━━━ ENTRIES SHOWN

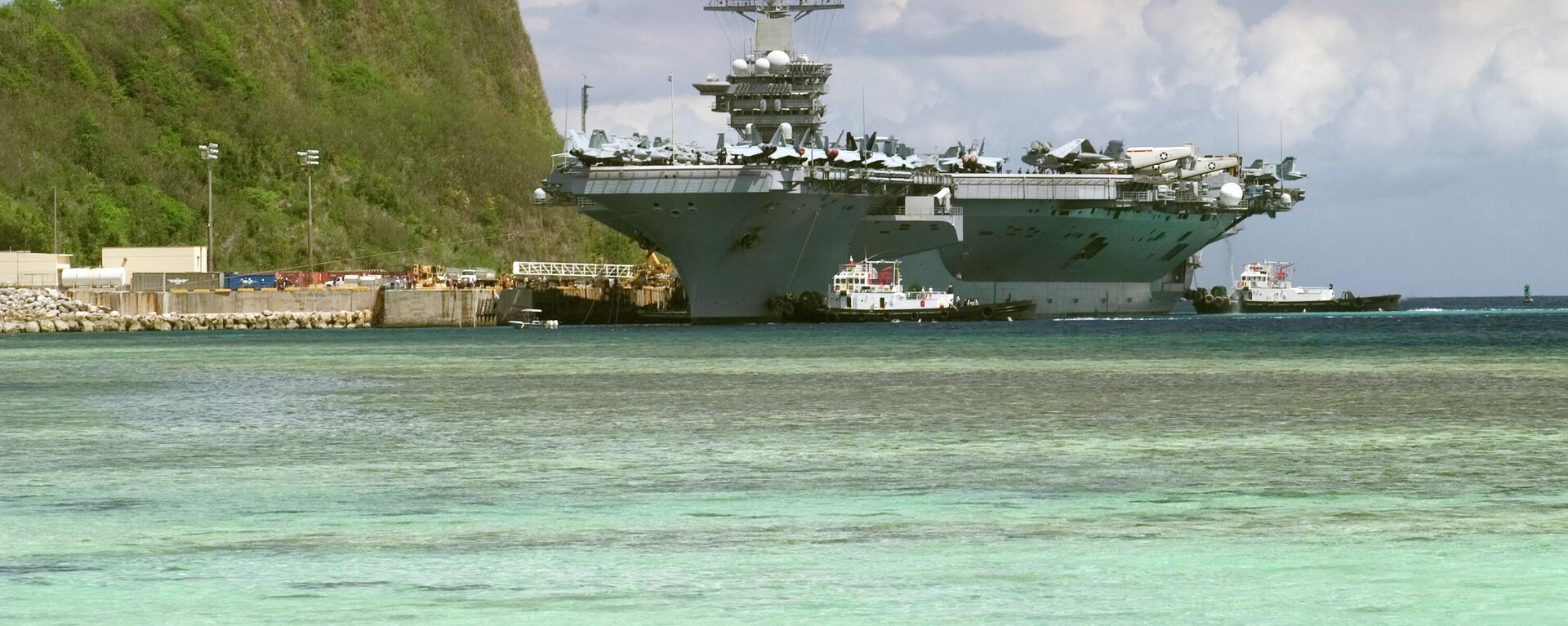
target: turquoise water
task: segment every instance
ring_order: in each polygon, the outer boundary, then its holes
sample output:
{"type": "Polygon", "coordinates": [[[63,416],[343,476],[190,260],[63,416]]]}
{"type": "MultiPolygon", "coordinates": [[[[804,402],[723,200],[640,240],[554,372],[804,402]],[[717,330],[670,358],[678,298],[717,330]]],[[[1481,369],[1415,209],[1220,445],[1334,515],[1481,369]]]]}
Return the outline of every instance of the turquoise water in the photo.
{"type": "Polygon", "coordinates": [[[1568,309],[5,336],[0,623],[1562,623],[1565,395],[1568,309]]]}

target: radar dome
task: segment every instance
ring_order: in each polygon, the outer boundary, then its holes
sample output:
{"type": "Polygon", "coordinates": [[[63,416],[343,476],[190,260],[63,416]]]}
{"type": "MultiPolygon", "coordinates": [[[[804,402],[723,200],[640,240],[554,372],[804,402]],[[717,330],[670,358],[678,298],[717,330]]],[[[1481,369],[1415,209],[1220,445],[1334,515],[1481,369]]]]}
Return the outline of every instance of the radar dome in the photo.
{"type": "Polygon", "coordinates": [[[1239,207],[1242,206],[1242,185],[1234,182],[1226,182],[1220,185],[1220,206],[1221,207],[1239,207]]]}

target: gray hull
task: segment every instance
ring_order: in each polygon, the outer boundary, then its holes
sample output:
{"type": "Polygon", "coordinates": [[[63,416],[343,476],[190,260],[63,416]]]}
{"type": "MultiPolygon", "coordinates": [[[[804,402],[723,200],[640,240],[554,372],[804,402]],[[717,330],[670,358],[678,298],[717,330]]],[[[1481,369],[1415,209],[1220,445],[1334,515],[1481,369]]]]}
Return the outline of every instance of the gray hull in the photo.
{"type": "Polygon", "coordinates": [[[822,290],[855,224],[883,201],[814,190],[792,174],[641,166],[550,180],[590,201],[585,215],[666,254],[681,271],[691,320],[712,323],[768,318],[768,298],[822,290]]]}
{"type": "Polygon", "coordinates": [[[1041,317],[1146,315],[1176,306],[1187,259],[1234,224],[1126,202],[1094,177],[1058,180],[960,174],[960,217],[872,215],[850,246],[903,260],[906,282],[983,303],[1033,300],[1041,317]]]}
{"type": "Polygon", "coordinates": [[[953,276],[936,251],[917,253],[903,260],[908,284],[946,289],[964,300],[1005,303],[1033,300],[1038,317],[1065,315],[1163,315],[1181,301],[1185,276],[1152,282],[1046,282],[1046,281],[963,281],[953,276]]]}

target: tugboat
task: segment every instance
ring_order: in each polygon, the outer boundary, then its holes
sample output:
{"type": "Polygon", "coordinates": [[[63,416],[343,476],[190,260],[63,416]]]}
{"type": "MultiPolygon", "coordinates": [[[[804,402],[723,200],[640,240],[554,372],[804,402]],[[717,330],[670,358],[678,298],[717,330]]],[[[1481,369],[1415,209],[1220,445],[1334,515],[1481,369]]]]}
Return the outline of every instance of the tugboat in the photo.
{"type": "Polygon", "coordinates": [[[1399,293],[1358,297],[1342,292],[1336,297],[1334,286],[1295,287],[1286,271],[1292,267],[1295,264],[1275,260],[1247,264],[1234,293],[1214,287],[1193,289],[1185,297],[1200,314],[1399,311],[1399,293]]]}
{"type": "Polygon", "coordinates": [[[797,300],[775,300],[770,308],[792,322],[980,322],[1033,318],[1033,300],[982,304],[960,301],[949,290],[903,287],[898,260],[855,260],[833,275],[829,293],[806,292],[797,300]]]}

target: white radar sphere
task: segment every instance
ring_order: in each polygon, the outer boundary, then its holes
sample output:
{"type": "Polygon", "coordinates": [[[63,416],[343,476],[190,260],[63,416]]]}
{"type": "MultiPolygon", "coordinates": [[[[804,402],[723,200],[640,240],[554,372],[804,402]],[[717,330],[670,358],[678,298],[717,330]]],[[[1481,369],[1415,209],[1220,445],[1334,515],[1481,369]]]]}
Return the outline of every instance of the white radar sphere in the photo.
{"type": "Polygon", "coordinates": [[[1234,182],[1226,182],[1220,185],[1220,206],[1239,207],[1242,206],[1242,185],[1234,182]]]}

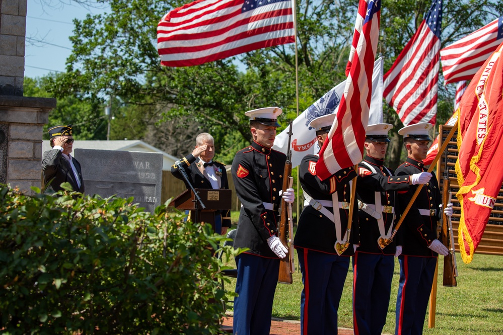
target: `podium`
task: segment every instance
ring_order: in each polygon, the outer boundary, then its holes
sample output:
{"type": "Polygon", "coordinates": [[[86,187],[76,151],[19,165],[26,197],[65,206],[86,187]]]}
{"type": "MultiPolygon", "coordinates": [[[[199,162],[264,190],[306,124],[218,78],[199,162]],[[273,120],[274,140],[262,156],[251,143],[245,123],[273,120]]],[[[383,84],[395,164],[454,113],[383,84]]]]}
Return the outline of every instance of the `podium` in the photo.
{"type": "Polygon", "coordinates": [[[170,203],[177,209],[190,211],[190,217],[193,220],[197,218],[197,222],[206,222],[211,225],[215,230],[215,211],[219,210],[231,209],[232,205],[232,191],[231,190],[213,190],[211,189],[194,189],[199,194],[206,208],[201,209],[198,204],[196,209],[196,198],[192,190],[187,189],[179,194],[170,203]],[[197,213],[196,211],[197,210],[197,213]],[[196,215],[197,214],[197,215],[196,215]]]}

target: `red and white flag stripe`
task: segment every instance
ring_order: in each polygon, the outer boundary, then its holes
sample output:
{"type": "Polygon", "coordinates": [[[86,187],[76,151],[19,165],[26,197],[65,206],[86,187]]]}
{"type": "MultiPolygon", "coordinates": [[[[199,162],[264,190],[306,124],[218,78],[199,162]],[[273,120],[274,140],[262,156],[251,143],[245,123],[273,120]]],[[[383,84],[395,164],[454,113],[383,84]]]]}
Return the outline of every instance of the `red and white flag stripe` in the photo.
{"type": "Polygon", "coordinates": [[[435,124],[442,2],[435,0],[415,34],[384,74],[384,98],[404,126],[435,124]]]}
{"type": "Polygon", "coordinates": [[[503,16],[440,50],[444,85],[472,78],[503,41],[503,16]]]}
{"type": "Polygon", "coordinates": [[[295,41],[292,0],[197,0],[157,27],[161,64],[199,65],[295,41]]]}
{"type": "Polygon", "coordinates": [[[357,164],[363,157],[380,19],[381,0],[360,0],[349,74],[337,117],[316,164],[316,175],[321,180],[357,164]]]}

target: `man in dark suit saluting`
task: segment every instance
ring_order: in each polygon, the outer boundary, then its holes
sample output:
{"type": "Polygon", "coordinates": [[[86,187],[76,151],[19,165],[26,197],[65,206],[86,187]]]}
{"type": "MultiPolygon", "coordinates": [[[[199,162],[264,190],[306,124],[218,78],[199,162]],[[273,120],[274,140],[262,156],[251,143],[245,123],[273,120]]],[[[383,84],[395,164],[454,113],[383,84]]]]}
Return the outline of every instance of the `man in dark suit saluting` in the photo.
{"type": "MultiPolygon", "coordinates": [[[[215,141],[207,133],[201,133],[196,137],[196,145],[192,153],[180,160],[182,167],[195,189],[229,189],[225,164],[213,160],[215,156],[215,141]]],[[[177,164],[171,166],[171,174],[183,181],[185,187],[190,188],[177,164]]],[[[225,235],[231,226],[231,211],[215,212],[215,232],[225,235]]]]}
{"type": "Polygon", "coordinates": [[[52,149],[44,152],[42,158],[42,188],[54,192],[68,182],[74,191],[84,193],[81,164],[70,155],[74,143],[71,125],[56,126],[49,129],[52,149]]]}

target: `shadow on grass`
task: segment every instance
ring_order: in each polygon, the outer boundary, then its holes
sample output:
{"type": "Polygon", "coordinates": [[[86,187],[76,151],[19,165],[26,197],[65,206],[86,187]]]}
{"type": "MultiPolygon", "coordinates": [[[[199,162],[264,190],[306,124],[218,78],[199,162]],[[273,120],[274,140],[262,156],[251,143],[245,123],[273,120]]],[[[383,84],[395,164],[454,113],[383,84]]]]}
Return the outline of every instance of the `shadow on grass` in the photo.
{"type": "Polygon", "coordinates": [[[489,267],[486,268],[470,268],[470,270],[477,270],[477,271],[486,271],[486,272],[496,272],[501,271],[501,268],[496,268],[495,267],[489,267]]]}
{"type": "Polygon", "coordinates": [[[492,313],[503,313],[503,308],[482,308],[483,311],[492,313]]]}

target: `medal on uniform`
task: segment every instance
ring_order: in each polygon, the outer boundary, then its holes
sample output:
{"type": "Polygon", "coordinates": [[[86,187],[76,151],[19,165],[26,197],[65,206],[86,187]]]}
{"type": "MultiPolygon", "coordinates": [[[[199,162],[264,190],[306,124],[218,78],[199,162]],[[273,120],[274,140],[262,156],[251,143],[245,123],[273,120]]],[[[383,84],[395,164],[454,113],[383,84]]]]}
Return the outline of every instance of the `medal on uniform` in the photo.
{"type": "MultiPolygon", "coordinates": [[[[336,192],[332,194],[332,201],[334,204],[334,224],[335,226],[335,237],[338,238],[341,236],[342,227],[341,227],[340,213],[339,212],[339,197],[336,192]]],[[[349,246],[349,243],[348,242],[349,236],[347,236],[349,231],[350,231],[349,230],[346,230],[344,236],[341,236],[341,239],[337,240],[335,244],[334,244],[335,252],[339,256],[346,251],[346,249],[349,246]]]]}

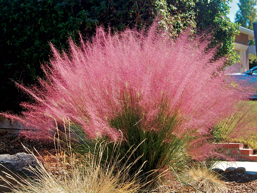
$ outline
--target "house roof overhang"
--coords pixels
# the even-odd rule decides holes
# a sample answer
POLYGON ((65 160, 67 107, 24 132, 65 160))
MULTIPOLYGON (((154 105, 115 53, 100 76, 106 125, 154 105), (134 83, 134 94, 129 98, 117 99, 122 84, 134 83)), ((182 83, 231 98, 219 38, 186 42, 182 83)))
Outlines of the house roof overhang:
POLYGON ((239 31, 240 32, 240 33, 247 35, 248 40, 254 40, 254 35, 253 34, 253 30, 248 29, 242 26, 239 26, 239 31))

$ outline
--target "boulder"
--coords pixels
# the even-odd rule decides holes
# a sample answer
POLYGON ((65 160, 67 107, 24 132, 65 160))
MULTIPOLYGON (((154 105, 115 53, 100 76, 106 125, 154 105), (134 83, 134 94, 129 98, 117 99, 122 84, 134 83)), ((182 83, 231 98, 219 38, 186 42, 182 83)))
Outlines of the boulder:
POLYGON ((223 169, 220 169, 220 168, 213 168, 213 169, 212 169, 212 170, 214 172, 216 172, 216 173, 218 173, 220 174, 223 173, 224 172, 224 170, 223 169))
POLYGON ((236 169, 235 172, 236 173, 240 173, 241 174, 246 173, 246 170, 243 167, 239 167, 236 169))
MULTIPOLYGON (((0 176, 12 183, 17 184, 14 180, 6 177, 6 174, 2 171, 11 175, 17 180, 18 178, 15 175, 24 178, 34 177, 34 174, 26 169, 29 168, 29 166, 34 168, 39 166, 35 158, 29 154, 22 153, 13 155, 0 155, 0 176)), ((0 184, 9 187, 2 180, 0 180, 0 184)), ((0 186, 0 192, 2 191, 10 192, 11 190, 8 188, 0 186)))
POLYGON ((233 167, 229 167, 225 170, 224 172, 227 172, 229 173, 234 173, 236 168, 233 167))

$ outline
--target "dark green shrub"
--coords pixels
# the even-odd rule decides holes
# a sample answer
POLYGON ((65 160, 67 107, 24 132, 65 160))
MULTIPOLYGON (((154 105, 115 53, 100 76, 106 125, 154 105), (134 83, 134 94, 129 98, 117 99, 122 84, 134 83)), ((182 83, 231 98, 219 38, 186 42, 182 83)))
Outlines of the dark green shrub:
POLYGON ((0 111, 20 110, 26 99, 12 80, 25 85, 41 76, 40 63, 49 62, 50 42, 67 49, 67 37, 86 38, 96 27, 114 30, 151 23, 158 16, 159 25, 176 37, 188 27, 213 33, 212 47, 221 46, 216 57, 226 55, 227 64, 236 57, 232 51, 238 26, 226 15, 229 7, 223 0, 5 0, 0 1, 0 111))

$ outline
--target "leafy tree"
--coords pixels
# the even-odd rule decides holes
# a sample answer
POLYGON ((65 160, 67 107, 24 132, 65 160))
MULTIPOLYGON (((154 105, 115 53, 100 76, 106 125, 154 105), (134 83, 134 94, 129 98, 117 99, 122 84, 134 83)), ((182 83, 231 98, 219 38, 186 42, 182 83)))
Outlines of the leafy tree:
MULTIPOLYGON (((243 27, 253 30, 252 23, 257 21, 257 10, 255 7, 257 5, 257 0, 239 0, 237 5, 239 10, 236 14, 235 21, 243 27)), ((254 40, 249 40, 249 44, 254 45, 254 40)))
POLYGON ((236 14, 235 21, 243 27, 253 30, 252 22, 257 20, 257 10, 255 7, 257 5, 257 0, 239 0, 237 5, 239 10, 236 14))
POLYGON ((225 0, 6 0, 0 1, 0 111, 20 110, 25 100, 12 81, 25 85, 42 76, 41 63, 49 62, 49 42, 68 47, 67 37, 85 39, 96 26, 114 30, 148 26, 158 16, 160 27, 170 27, 172 37, 189 27, 211 32, 211 46, 220 46, 216 57, 236 60, 232 51, 237 24, 226 15, 225 0))

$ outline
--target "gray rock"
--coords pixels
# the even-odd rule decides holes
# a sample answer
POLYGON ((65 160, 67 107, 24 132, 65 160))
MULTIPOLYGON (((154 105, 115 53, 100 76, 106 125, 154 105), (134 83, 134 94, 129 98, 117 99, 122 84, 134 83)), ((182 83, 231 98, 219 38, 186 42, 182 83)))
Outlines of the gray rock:
POLYGON ((213 168, 212 169, 212 170, 218 174, 221 174, 224 172, 224 170, 220 168, 213 168))
POLYGON ((227 172, 229 173, 234 173, 236 168, 234 167, 229 167, 225 170, 224 172, 227 172))
POLYGON ((239 167, 236 169, 235 172, 236 173, 240 173, 241 174, 246 173, 246 169, 243 167, 239 167))
MULTIPOLYGON (((39 166, 34 158, 29 154, 23 153, 14 155, 0 155, 0 176, 12 183, 17 184, 14 181, 7 178, 5 174, 2 171, 11 175, 17 179, 18 179, 18 178, 15 175, 24 178, 35 177, 35 175, 33 172, 26 169, 29 168, 29 166, 34 168, 37 166, 39 166)), ((0 184, 9 187, 4 181, 1 180, 0 184)), ((0 192, 11 191, 9 188, 0 186, 0 192)))

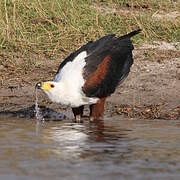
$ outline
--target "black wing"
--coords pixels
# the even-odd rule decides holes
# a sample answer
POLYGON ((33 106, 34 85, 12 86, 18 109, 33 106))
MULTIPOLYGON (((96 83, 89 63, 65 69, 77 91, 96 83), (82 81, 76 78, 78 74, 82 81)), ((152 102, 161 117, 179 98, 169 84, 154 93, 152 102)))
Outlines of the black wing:
POLYGON ((133 64, 134 49, 130 38, 139 32, 137 30, 121 37, 113 36, 86 58, 86 82, 83 86, 86 96, 107 97, 128 76, 133 64))
POLYGON ((59 68, 57 70, 57 73, 55 74, 54 77, 54 81, 58 81, 58 78, 56 78, 56 76, 59 74, 59 72, 61 71, 61 69, 65 66, 65 64, 67 62, 73 61, 75 59, 76 56, 78 56, 78 54, 80 54, 83 51, 87 52, 87 56, 89 56, 90 54, 92 54, 94 51, 97 51, 98 49, 101 49, 103 47, 104 44, 106 44, 110 39, 112 39, 115 35, 111 34, 111 35, 107 35, 104 36, 102 38, 100 38, 99 40, 93 42, 93 41, 89 41, 87 44, 83 45, 82 47, 80 47, 78 50, 76 50, 75 52, 71 53, 68 57, 66 57, 64 59, 64 61, 59 65, 59 68))

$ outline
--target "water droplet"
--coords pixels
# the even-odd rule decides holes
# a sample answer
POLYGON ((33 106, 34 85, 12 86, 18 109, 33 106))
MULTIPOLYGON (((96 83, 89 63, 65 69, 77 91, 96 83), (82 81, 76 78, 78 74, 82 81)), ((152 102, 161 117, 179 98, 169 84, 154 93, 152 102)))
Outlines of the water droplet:
POLYGON ((38 89, 35 89, 35 96, 36 96, 36 99, 35 99, 35 117, 37 120, 40 120, 40 121, 44 121, 44 117, 41 113, 41 110, 38 106, 38 89))

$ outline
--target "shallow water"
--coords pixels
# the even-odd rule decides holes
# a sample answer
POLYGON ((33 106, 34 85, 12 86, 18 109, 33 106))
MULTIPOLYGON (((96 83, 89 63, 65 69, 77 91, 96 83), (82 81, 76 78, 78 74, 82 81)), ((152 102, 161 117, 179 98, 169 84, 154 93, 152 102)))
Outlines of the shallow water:
POLYGON ((163 120, 0 119, 0 179, 180 179, 179 128, 163 120))

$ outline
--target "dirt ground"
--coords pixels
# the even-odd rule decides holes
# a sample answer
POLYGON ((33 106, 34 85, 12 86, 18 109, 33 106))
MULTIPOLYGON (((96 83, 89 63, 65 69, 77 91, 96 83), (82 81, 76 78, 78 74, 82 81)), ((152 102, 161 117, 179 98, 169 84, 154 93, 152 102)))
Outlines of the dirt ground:
MULTIPOLYGON (((105 116, 140 119, 180 119, 180 44, 155 42, 135 47, 128 78, 108 98, 105 116)), ((3 57, 1 57, 3 58, 3 57)), ((39 67, 22 70, 21 58, 0 66, 0 112, 31 107, 35 84, 53 78, 59 63, 34 56, 39 67)), ((72 117, 70 108, 40 94, 39 104, 72 117)))

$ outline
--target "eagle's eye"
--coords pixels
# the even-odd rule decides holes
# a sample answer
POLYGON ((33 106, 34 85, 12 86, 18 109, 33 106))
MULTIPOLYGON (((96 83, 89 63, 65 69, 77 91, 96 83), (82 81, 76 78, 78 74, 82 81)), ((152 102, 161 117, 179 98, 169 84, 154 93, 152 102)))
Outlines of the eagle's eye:
POLYGON ((51 86, 51 88, 54 88, 54 84, 51 84, 50 86, 51 86))

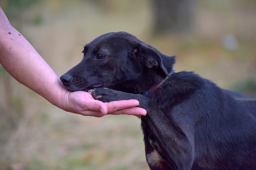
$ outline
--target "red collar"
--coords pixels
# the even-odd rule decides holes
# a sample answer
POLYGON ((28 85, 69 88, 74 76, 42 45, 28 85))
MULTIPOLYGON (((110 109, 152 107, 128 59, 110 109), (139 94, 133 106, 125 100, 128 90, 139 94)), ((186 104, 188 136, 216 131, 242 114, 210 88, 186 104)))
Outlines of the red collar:
POLYGON ((155 91, 155 90, 157 87, 159 87, 164 82, 165 82, 165 80, 166 80, 167 79, 167 78, 169 77, 169 76, 170 76, 172 74, 173 74, 175 73, 175 69, 174 68, 172 69, 171 71, 171 72, 170 73, 169 73, 169 75, 167 75, 167 76, 166 76, 166 77, 164 78, 164 79, 162 80, 162 81, 160 83, 159 83, 159 84, 152 86, 150 89, 146 91, 144 93, 143 93, 143 95, 146 97, 148 97, 148 95, 149 95, 149 94, 150 94, 153 91, 155 91))

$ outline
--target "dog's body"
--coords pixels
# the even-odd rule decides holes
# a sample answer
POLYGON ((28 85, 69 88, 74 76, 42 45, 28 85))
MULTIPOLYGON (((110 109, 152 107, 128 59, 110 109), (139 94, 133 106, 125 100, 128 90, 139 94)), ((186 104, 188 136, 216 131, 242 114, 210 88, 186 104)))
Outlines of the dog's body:
POLYGON ((141 121, 151 170, 256 169, 256 98, 174 73, 175 57, 126 33, 103 35, 83 52, 63 84, 96 88, 92 95, 105 102, 138 100, 147 111, 141 121))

━━━━━━

◆ **REQUEST**
Locate every line in the records above that contains the word "Return", with case counting, and copy each such line.

◆ **RESULT OF THE EXERCISE**
Return the outline of every instance of the turquoise water in the photo.
Return the outline of every instance of the radar dome in the photo.
Return the outline of every instance of the gray hull in the photo.
Return the outline of every instance of the tugboat in the photo.
Return the outline of every instance of the white radar sphere in the photo.
Return the outline of every instance of the `podium` in the photo.
Return the outline of every instance of the `red and white flag stripe` in the photo.
Return the outline of every instance of the `man in dark suit saluting` in the photo.
Return the outline of every instance of the `shadow on grass` in the photo.
Return the outline of every instance of the `medal on uniform` in the photo.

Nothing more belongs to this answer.